Exercise objective => Can you lay out the lines below as a JSON list of strings, one string per line, with blank lines left out?

— begin Entries provided —

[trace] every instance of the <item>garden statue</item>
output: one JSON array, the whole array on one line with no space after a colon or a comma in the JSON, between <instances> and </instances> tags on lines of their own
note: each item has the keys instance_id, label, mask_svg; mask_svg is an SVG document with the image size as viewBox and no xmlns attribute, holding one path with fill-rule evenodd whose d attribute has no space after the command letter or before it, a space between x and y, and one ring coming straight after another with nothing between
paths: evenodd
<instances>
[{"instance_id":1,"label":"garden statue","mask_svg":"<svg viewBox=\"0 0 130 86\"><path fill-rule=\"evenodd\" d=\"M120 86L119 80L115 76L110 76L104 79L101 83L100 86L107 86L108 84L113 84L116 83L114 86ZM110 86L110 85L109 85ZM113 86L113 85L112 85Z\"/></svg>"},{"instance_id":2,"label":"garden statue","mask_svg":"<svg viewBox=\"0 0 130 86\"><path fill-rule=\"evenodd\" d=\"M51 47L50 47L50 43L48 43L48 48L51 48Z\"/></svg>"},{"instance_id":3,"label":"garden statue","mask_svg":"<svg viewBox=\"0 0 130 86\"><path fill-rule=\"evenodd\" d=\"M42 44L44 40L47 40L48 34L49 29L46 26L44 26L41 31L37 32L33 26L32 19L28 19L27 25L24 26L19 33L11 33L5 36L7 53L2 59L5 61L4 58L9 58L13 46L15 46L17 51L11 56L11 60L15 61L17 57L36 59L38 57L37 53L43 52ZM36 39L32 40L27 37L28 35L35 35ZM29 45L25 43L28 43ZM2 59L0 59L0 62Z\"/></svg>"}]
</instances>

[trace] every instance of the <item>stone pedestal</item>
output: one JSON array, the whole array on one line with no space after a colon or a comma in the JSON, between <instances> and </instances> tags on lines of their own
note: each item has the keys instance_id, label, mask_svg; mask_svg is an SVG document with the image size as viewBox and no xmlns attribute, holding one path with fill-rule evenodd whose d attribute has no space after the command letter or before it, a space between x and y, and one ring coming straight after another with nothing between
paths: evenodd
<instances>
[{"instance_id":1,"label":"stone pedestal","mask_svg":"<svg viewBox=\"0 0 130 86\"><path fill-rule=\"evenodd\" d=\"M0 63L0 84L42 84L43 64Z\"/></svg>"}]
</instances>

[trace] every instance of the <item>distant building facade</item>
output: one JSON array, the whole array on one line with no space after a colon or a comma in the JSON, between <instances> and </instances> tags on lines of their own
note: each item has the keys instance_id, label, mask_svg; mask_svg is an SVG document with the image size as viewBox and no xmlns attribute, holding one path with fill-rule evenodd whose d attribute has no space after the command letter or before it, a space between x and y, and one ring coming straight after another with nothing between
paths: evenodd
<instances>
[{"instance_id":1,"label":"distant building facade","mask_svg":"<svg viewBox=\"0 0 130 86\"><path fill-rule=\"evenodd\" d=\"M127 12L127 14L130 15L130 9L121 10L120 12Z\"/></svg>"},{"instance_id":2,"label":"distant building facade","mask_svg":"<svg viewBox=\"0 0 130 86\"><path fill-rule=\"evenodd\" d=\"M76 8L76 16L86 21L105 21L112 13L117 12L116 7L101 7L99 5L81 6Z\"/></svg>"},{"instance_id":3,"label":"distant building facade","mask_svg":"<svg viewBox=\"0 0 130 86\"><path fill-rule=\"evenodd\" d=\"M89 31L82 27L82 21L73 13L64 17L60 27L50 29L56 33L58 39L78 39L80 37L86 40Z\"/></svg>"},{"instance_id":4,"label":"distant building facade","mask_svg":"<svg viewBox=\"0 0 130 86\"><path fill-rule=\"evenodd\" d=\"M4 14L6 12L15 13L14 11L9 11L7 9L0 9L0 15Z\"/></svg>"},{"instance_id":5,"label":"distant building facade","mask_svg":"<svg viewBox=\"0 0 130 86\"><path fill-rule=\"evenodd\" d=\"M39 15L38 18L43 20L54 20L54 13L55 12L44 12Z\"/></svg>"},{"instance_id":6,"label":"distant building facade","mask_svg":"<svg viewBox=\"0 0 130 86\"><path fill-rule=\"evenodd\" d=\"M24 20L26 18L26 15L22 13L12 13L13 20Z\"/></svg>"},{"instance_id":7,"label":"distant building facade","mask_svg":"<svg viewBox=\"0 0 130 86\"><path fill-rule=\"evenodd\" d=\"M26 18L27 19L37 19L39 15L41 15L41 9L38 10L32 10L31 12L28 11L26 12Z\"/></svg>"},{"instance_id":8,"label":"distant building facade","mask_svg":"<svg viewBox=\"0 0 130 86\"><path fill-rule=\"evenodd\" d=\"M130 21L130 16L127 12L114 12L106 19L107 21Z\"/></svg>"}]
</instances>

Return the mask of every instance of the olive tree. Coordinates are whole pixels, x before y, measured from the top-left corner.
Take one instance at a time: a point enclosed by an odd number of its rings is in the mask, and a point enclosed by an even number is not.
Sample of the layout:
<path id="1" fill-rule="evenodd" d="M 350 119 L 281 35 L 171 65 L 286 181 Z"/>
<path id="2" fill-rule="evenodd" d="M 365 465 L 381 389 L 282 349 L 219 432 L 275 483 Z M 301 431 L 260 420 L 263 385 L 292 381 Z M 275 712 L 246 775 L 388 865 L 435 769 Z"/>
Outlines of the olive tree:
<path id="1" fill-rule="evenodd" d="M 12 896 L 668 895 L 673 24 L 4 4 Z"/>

— end Entries provided —

Response below =>
[
  "[trace] every instance of the <item>garden statue</item>",
  "output: one JSON array, the whole array on one line with no space after a colon or a comma in the JSON, between <instances> and </instances> tags on lines of their own",
  "note: each item has the keys instance_id, label, mask_svg; mask_svg is an SVG document with the image size as viewBox and no xmlns attribute, holding one path with fill-rule evenodd whose d attribute has no space after the command letter or before it, a space between x and y, and one ring coming straight after another with nothing between",
  "paths: evenodd",
  "<instances>",
  "[{\"instance_id\":1,\"label\":\"garden statue\",\"mask_svg\":\"<svg viewBox=\\\"0 0 130 86\\\"><path fill-rule=\\\"evenodd\\\" d=\\\"M120 86L119 80L115 76L110 76L104 79L101 83L100 86L107 86L108 84L113 84L116 83L114 86ZM110 86L110 85L109 85ZM113 86L113 85L112 85Z\\\"/></svg>\"},{\"instance_id\":2,\"label\":\"garden statue\",\"mask_svg\":\"<svg viewBox=\\\"0 0 130 86\\\"><path fill-rule=\\\"evenodd\\\" d=\\\"M51 47L50 47L50 43L48 43L48 48L51 48Z\\\"/></svg>\"},{\"instance_id\":3,\"label\":\"garden statue\",\"mask_svg\":\"<svg viewBox=\\\"0 0 130 86\\\"><path fill-rule=\\\"evenodd\\\" d=\\\"M42 44L44 40L47 40L48 34L49 29L46 26L44 26L41 31L37 32L33 26L32 19L28 19L27 25L24 26L19 33L11 33L5 36L7 53L2 59L5 61L4 58L9 58L13 46L15 46L17 51L11 56L11 60L15 61L17 57L36 59L38 57L37 53L43 52ZM36 39L32 40L27 37L28 35L35 35ZM29 45L25 43L28 43ZM2 59L0 59L0 62Z\\\"/></svg>\"}]",
  "</instances>",
  "[trace] every instance of the <item>stone pedestal</item>",
  "output: one JSON array, the whole array on one line with no space after a colon or a comma in the JSON, between <instances> and </instances> tags on lines of their own",
  "note: each item has the keys instance_id, label, mask_svg; mask_svg is an SVG document with the image size as viewBox and no xmlns attribute, holding one path with fill-rule evenodd whose d attribute has no space after the command letter or before it, a space between x and y, and one ring coming straight after another with nothing between",
  "paths: evenodd",
  "<instances>",
  "[{\"instance_id\":1,\"label\":\"stone pedestal\",\"mask_svg\":\"<svg viewBox=\\\"0 0 130 86\\\"><path fill-rule=\\\"evenodd\\\" d=\\\"M0 63L0 84L42 84L43 64Z\\\"/></svg>\"}]",
  "</instances>",
  "[trace] every instance of the <item>distant building facade</item>",
  "output: one JSON array, the whole array on one line with no space after a colon or a comma in the JSON, between <instances> and </instances> tags on lines of their own",
  "note: each item has the keys instance_id, label, mask_svg; mask_svg is an SVG document with the image size as viewBox and no xmlns attribute, holding one path with fill-rule evenodd whose d attribute has no space after the command letter or before it, a space between x and y, and one ring coming straight after another with nothing between",
  "paths: evenodd",
  "<instances>",
  "[{\"instance_id\":1,\"label\":\"distant building facade\",\"mask_svg\":\"<svg viewBox=\\\"0 0 130 86\\\"><path fill-rule=\\\"evenodd\\\" d=\\\"M127 12L127 14L130 15L130 9L121 10L120 12Z\\\"/></svg>\"},{\"instance_id\":2,\"label\":\"distant building facade\",\"mask_svg\":\"<svg viewBox=\\\"0 0 130 86\\\"><path fill-rule=\\\"evenodd\\\" d=\\\"M76 8L76 16L86 21L105 21L112 13L117 12L116 7L101 7L99 5L81 6Z\\\"/></svg>\"},{\"instance_id\":3,\"label\":\"distant building facade\",\"mask_svg\":\"<svg viewBox=\\\"0 0 130 86\\\"><path fill-rule=\\\"evenodd\\\" d=\\\"M89 31L82 27L82 21L73 13L64 17L60 27L50 29L56 33L58 39L78 39L80 37L86 40Z\\\"/></svg>\"},{\"instance_id\":4,\"label\":\"distant building facade\",\"mask_svg\":\"<svg viewBox=\\\"0 0 130 86\\\"><path fill-rule=\\\"evenodd\\\" d=\\\"M4 14L6 12L15 13L14 11L9 11L7 9L0 9L0 15Z\\\"/></svg>\"},{\"instance_id\":5,\"label\":\"distant building facade\",\"mask_svg\":\"<svg viewBox=\\\"0 0 130 86\\\"><path fill-rule=\\\"evenodd\\\" d=\\\"M39 15L38 18L43 20L54 20L54 13L55 12L44 12Z\\\"/></svg>\"},{\"instance_id\":6,\"label\":\"distant building facade\",\"mask_svg\":\"<svg viewBox=\\\"0 0 130 86\\\"><path fill-rule=\\\"evenodd\\\" d=\\\"M24 20L26 18L26 15L22 13L12 13L13 20Z\\\"/></svg>\"},{\"instance_id\":7,\"label\":\"distant building facade\",\"mask_svg\":\"<svg viewBox=\\\"0 0 130 86\\\"><path fill-rule=\\\"evenodd\\\" d=\\\"M26 18L27 19L37 19L39 15L41 15L41 9L38 10L32 10L31 12L28 11L26 12Z\\\"/></svg>\"},{\"instance_id\":8,\"label\":\"distant building facade\",\"mask_svg\":\"<svg viewBox=\\\"0 0 130 86\\\"><path fill-rule=\\\"evenodd\\\" d=\\\"M130 21L130 16L127 12L114 12L106 19L107 21Z\\\"/></svg>\"}]",
  "</instances>",
  "Return the mask of every instance of the olive tree. Coordinates are whole pixels, x before y, measured from the top-left corner.",
  "Take one instance at a time: a point enclosed by an odd number of its rings is in the mask, and a point enclosed by an even number is not.",
  "Sample of the layout:",
  "<path id=\"1\" fill-rule=\"evenodd\" d=\"M 350 119 L 281 35 L 171 65 L 286 181 Z\"/>",
  "<path id=\"2\" fill-rule=\"evenodd\" d=\"M 365 465 L 381 389 L 282 349 L 219 432 L 275 483 Z M 301 431 L 260 420 L 263 385 L 292 381 Z M 275 712 L 246 775 L 388 865 L 435 769 Z\"/>",
  "Outlines of the olive tree:",
  "<path id=\"1\" fill-rule=\"evenodd\" d=\"M 12 896 L 668 895 L 673 24 L 4 4 Z\"/>"
]